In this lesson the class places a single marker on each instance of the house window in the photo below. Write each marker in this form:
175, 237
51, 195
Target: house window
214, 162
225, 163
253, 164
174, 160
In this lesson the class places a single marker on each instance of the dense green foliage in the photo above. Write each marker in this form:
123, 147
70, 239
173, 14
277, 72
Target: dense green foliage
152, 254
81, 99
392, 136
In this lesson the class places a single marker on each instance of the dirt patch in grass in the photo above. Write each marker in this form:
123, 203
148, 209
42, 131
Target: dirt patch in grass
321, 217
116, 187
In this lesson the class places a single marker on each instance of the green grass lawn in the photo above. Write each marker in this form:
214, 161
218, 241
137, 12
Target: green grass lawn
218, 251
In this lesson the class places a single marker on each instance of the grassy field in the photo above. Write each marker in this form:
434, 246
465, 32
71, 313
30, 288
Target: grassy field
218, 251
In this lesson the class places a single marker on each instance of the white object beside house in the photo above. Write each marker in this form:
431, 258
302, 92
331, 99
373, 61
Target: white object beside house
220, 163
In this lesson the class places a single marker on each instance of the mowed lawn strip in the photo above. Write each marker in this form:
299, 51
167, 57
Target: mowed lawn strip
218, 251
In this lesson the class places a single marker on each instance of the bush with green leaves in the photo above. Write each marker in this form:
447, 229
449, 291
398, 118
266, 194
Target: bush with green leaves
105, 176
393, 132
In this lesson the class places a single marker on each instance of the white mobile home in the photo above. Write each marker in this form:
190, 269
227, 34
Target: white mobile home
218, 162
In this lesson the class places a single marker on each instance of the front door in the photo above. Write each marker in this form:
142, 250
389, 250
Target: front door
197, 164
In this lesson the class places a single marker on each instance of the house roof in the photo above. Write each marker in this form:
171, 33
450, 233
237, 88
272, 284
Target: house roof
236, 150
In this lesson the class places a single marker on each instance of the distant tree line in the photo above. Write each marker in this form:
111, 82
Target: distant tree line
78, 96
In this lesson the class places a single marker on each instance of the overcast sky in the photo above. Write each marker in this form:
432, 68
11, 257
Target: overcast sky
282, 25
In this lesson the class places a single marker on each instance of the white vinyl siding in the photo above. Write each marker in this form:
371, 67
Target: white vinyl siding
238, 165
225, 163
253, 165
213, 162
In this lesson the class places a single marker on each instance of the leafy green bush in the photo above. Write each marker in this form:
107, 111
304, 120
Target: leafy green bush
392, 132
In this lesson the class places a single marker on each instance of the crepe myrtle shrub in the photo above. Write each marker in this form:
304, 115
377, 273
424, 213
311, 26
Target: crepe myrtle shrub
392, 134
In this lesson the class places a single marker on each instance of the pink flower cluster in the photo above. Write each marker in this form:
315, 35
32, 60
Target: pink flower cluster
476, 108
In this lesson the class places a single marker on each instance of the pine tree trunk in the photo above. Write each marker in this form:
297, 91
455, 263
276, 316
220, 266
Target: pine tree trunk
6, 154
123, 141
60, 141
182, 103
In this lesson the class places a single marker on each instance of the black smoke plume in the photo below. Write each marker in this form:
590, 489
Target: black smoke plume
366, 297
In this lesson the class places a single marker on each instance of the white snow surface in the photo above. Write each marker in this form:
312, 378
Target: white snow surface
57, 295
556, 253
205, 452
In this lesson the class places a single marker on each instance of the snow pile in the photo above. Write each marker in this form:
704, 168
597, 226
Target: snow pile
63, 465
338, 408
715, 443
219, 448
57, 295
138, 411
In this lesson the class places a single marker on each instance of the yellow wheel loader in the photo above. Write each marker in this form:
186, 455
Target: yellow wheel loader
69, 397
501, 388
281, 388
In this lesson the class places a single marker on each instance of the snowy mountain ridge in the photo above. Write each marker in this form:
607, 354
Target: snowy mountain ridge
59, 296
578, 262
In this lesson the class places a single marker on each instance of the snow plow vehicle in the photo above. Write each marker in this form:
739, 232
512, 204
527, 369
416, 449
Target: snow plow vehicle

■ Exercise prompt ■
Print the material word for word, with nothing left out.

■ Your solution ■
In this lesson the class places a single marker on each instance of the house window in the photo below. Write each marker in this form:
175, 237
51, 195
Target: house window
214, 162
225, 163
253, 164
174, 160
In this lesson the class places a single marker on each instance of the dense green foliage in the photo above. Write each marker in this form:
123, 147
70, 239
173, 14
277, 72
Target: dense green foliage
152, 254
81, 99
392, 136
In this lesson the class places a single marker on each instance of the dirt patch in grass in the photo above. Write each marker in this form:
123, 203
148, 209
42, 131
Target: dirt patch in grass
321, 217
116, 187
In this lesson the class places a single marker on each instance of the green grass lawn in the photo above. Write each marker in this form:
214, 161
218, 241
137, 12
Target: green grass lawn
218, 251
In this lesson the class places a single marker on each instance of the grassy field in the photo above. Write each marker in this form:
434, 246
465, 32
71, 313
30, 288
Target: grassy field
218, 251
In this lesson the class places a single marker on each instance of the white object beside house in the photo above. Write each marker in this form:
431, 258
302, 92
331, 99
373, 61
Target: white object beside house
220, 163
In this lesson the class places a single marker on each instance of the mowed lawn strip in the photo above. Write each marker in this form:
299, 51
167, 57
Target: mowed lawn strip
218, 251
In this lesson the class places a single marker on each instance of the bush with green leaves in the photo above. Write each marker in this form:
447, 229
449, 291
398, 118
266, 194
Target: bush with green leaves
105, 176
393, 132
In this lesson the class places a single marker on each instance of the white mobile home in the photo above. Write each marker in this form:
190, 269
227, 34
Target: white mobile home
218, 162
In this lesson the class places a single marker on each instance of the front door in the photo above. Write each marker in this form:
142, 250
389, 250
Target: front door
197, 164
In this lesson the class places a single marker on each instance of the house roof in the photo above. Write each marker in this form:
171, 33
450, 233
237, 88
272, 284
Target: house roof
236, 150
In this lesson the class places a single marker on each instance of the distant tree line in the photo above. Write each marker in this form:
111, 82
Target: distant tree line
78, 96
In this lesson the class places a single marker on each instance of the overcast sky in the photo above. Write each marker in this form:
432, 68
11, 257
Target: overcast sky
282, 25
In this lesson the class places a single marker on each instance of the white vinyl siding in the photo above. Write each marker in this form:
371, 67
Target: white vinyl siding
238, 165
225, 163
253, 165
213, 162
In this lesson the class places a single marker on each instance of the leafy green bush in the photo above. Write each marker in this form:
107, 111
304, 120
Target: leafy green bush
392, 132
In this lesson the class places a single marker on each instance of the crepe myrtle shrub in the photo above. Write each marker in this form:
304, 115
377, 273
424, 213
311, 26
Target: crepe myrtle shrub
392, 134
In this lesson the class places a single marker on each instance of the pink flower cluster in the photo above. Write each marker in this form:
315, 35
32, 60
Target: pink flower cluster
476, 108
In this lesson the class places a single marker on each instance of the pine tree trunk in the photo above. Write each marker in this form:
297, 91
455, 263
276, 316
220, 266
Target: pine tree trunk
6, 154
123, 141
60, 141
182, 103
In this lesson the class places a single marker on each instance of the black smoke plume in the photo below. Write each marker in this form:
590, 489
Target: black smoke plume
366, 297
In this lesson the class places a single marker on each instance of the white snow surface in the photo above. Write each marker in this form:
312, 378
Target: white snow surface
57, 295
556, 253
205, 452
In this lesson the class places a single marker on each instance of the snow pile in the photo above. Write each marker in this form:
704, 168
597, 226
Target: snow pile
63, 465
338, 408
715, 443
219, 448
57, 295
138, 411
In this lesson the class places a single marker on each instance of the yellow wheel loader in the photo above. Write each marker in this form:
186, 455
Target: yellow wheel loader
69, 397
501, 388
281, 388
In this lesson the class places a single marker on each instance of the snowy mountain ridge in the photo above. Write each marker in this form:
607, 354
Target: snowy mountain ridge
59, 296
578, 262
In this lesson the class places a single marker on each instance of the snow plow vehicle in the photo above. Write each marker in this form:
739, 232
512, 204
527, 369
416, 449
Target: snow plow vehicle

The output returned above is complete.